Reading text:
The OBBBA not only prevents this sunset but also increases the exemption by more than $1 million from 2025 levels. The result is a stable, high exemption that ensures federal estate tax impacts only the wealthiest families . This permanence eliminates the need for accelerated gifting strategies that many families rushed to implement in 2024 and 2025 .

Annual Gift Tax Exclusion: Still $19,000 for 2026

While the lifetime exemption increased significantly, the annual gift tax exclusion remains unchanged at $19,000 per donee for 2026. This means individuals can give up to $19,000 to any number of recipients each year without consuming any of their lifetime exemption. Married couples can jointly gift up to $38,000 per donee per year .

For gifts to a non-citizen spouse, the annual exclusion increases to $194,000 in 2026, up from $190,000 in 2025 . This provision allows a donor to transfer the specified amount to a non-citizen spouse each year without consuming any of the donor's lifetime exemption .

Work to complete: Continue the estate and gift tax text, picking up right after its final sentence. The records that come next have no connection to the estate and gift tax text.

Data supplied:
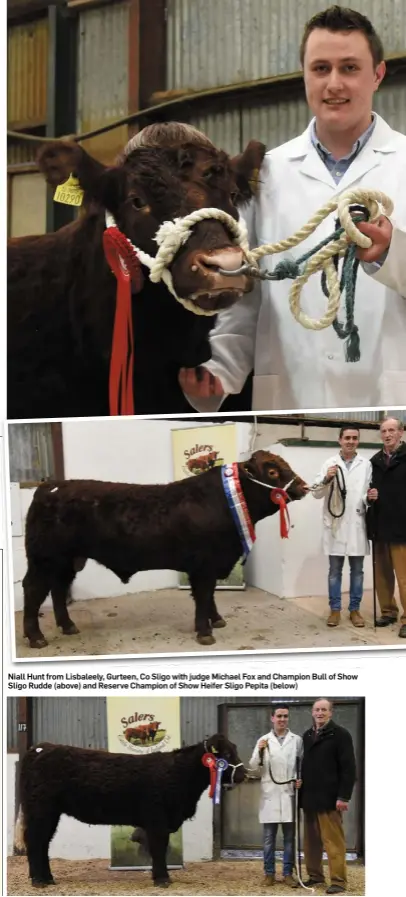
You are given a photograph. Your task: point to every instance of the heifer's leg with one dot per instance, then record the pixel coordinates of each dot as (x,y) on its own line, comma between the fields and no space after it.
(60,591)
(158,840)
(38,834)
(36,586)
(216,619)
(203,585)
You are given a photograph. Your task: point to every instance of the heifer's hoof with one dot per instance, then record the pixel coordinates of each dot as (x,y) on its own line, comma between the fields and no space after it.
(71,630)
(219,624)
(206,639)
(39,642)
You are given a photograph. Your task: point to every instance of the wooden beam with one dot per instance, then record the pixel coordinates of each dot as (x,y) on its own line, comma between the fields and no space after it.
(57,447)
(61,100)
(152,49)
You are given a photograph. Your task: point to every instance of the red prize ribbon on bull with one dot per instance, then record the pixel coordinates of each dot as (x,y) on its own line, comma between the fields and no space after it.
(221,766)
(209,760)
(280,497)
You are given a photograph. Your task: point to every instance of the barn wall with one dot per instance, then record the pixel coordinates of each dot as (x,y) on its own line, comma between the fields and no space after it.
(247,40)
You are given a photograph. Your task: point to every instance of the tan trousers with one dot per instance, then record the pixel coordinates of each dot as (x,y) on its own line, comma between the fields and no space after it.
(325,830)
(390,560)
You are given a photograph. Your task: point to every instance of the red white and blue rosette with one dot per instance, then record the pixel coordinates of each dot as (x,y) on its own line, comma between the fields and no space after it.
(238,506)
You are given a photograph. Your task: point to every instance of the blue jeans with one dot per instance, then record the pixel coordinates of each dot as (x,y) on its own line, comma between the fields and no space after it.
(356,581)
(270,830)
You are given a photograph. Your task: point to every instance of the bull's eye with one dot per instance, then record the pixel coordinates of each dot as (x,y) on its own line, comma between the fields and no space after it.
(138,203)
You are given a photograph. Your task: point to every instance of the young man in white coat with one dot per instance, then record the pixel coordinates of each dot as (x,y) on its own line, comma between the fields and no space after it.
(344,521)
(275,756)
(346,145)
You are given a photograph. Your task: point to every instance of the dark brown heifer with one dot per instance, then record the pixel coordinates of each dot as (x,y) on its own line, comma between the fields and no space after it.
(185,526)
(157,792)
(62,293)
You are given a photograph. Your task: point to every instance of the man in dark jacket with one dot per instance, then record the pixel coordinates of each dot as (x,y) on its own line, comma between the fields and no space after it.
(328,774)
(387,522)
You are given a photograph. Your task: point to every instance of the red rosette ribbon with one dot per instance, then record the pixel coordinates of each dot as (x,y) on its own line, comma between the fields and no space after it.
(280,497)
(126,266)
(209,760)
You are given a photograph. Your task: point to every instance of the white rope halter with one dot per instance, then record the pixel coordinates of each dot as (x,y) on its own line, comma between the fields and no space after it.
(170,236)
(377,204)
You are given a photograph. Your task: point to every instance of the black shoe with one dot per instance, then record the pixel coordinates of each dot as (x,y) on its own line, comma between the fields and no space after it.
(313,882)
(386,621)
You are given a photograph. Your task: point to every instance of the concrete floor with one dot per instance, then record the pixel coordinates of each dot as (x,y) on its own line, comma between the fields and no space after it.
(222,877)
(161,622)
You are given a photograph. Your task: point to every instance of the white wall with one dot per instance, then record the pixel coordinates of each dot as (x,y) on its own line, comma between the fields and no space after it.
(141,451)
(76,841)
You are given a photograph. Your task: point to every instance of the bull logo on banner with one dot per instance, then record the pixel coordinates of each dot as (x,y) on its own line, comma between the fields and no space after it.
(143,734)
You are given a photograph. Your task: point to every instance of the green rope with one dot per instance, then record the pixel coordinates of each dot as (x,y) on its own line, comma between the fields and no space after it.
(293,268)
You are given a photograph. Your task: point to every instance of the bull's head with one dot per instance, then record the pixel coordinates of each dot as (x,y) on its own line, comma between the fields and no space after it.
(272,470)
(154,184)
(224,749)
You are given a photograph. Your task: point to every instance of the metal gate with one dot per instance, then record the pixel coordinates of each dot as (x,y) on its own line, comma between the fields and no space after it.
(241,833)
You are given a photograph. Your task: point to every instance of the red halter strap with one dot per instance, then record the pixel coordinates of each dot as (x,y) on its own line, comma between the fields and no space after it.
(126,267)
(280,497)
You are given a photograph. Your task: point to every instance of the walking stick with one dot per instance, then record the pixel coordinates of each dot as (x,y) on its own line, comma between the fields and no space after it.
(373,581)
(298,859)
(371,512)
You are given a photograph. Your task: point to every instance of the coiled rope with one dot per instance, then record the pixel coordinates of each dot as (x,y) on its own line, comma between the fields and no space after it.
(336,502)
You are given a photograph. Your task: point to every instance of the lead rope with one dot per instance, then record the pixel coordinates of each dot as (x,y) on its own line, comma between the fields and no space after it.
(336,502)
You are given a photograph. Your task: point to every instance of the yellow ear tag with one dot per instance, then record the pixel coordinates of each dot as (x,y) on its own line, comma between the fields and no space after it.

Output below:
Strategic Planning in the New Landscape

1. Review Existing Estate Plans

The removal of the sunset and the increased exemption mean that estate plans drafted around a perceived future cliff should be reviewed immediately . Many trusts established in recent years may now be overfunded or have formulas that restrict access to capital unnecessarily .

For example, many trusts drafted with formulas referencing the federal exemption may now allocate significantly more assets to bypass trusts than originally intended. Reviewing these provisions with your estate planning attorney ensures your plan reflects your current wishes and family circumstances .

2. Consider Lifetime Gifting

The urgency to make large gifts before a sunset has disappeared, but lifetime gifting remains a powerful strategy . Gifting assets during life removes future appreciation from your taxable estate, potentially saving significant estate taxes down the road .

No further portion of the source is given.